Selected text:
---+---

The criminal rogues are yet to be identified, however, made, at the time, an online ransom demand of $AU1.5 million worth in cryptocurrency, to which they have apparently dropped and apologised.
The Home Affairs Minister Clare O’Neil noted the responsibility of the security breach ‘rests with Optus’, while Optus noted its ‘data is encrypted… at rest and in transit [with]… multiple layers of protection’. Considering this, questions need to be raised and addressed into how Australia’s privacy and data protection laws ensure that holders of your personal information protect your data.
The Privacy Act 1988 (Cth) (Privacy Act) is Australia’s established data protection regime which seeks to promote the protection of individuals’ privacy. In its current form, the Privacy Act regulates and provides a framework for how organisations manage an individual’s personal information. This regime does so without providing a statutory cause of action for an invasion of privacy or prescribed method of how data holders need to hold or protect one’s personal information.
Right to Privacy
In its current form, the Privacy Act does not provide a right for an individual to bring a claim against a third party for any infringement of privacy. If an individual’s personal information has been breached, one can make a complaint to the Australian Information Commissioner, which has the power to investigate and resolve complaints. In the circumstance that the Australian Information Commissioner finds that a privacy breach has occurred, a determination may be made if the individual is eligible to loss or damage suffered as a result of the breach, including economic and non-economic loss.

---+---

Directive A:
Please answer these from the text on the Optus breach:
(i) Whom does the Home Affairs Minister name as responsible for the security breach?
(ii) In what year was the Privacy Act enacted?
(iii) To whom can an individual complain if their personal information has been breached?
Directive B: Pick up the text on the Optus breach after its last sentence and continue it.
The material that comes after this point is separate from the text on the Optus breach.

Dataset excerpt:
---+---

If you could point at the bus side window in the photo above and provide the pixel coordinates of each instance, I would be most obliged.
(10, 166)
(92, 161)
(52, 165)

---+---

Task output A:
(i) Optus
(ii) 1988
(iii) The Australian Information Commissioner

Task output B:
In 2021 the Australian Information Commissioner in determination in “WP” and Secretary, Department of Home Affairs  AICmr 2 (WP), established a process to assess the compensation to be paid to class members and set out a scale of compensation payable for non-economic loss suffered as a result a privacy breach. For example, for general anxiousness, trepidation, concern or embarrassment, the indicative quantum is $500 to $4,000, while in the circumstance of extreme loss or damage resulting from a data breach the indicative quantum is in excess of $20,000.
Notwithstanding the above, in most circumstances, data breach complaints are resolved by the Australian Information Commissioner by way of conciliation. This does not offer much reprieve for an individual who is subject of a data breach.
Privacy Act and the GDPR
While the Privacy Act is comparable with General Data Protection Regulation (Regulation (EU) 2016/679) (GDPR), there are significant differences. The GDPR obligates data controllers and processors to maintain a record of their processing activities, conduct a data protection impact assessment and have an appointed data protection officer in particular circumstances. The Privacy Act is silent in these areas.
Further, the GDPR details a list of security measures that controllers and processors may implement while the Privacy Act leaves it to the discretion of the data holder to take reasonable steps to protect one’s personal information.
The GDPR provides a statutory right for its data subjects to seek compensation from the data controllers or processors if they suffered material or non-material damage as a result of a privacy infringement.
In light of the continuous change in the data and risk climate, Attorney-General Mark Dreyfus has outlined his commitment to ‘sweeping reforms’ to Australia’s outdated data privacy laws, including consideration of implementing privacy rights and a tort for a serious breach of privacy.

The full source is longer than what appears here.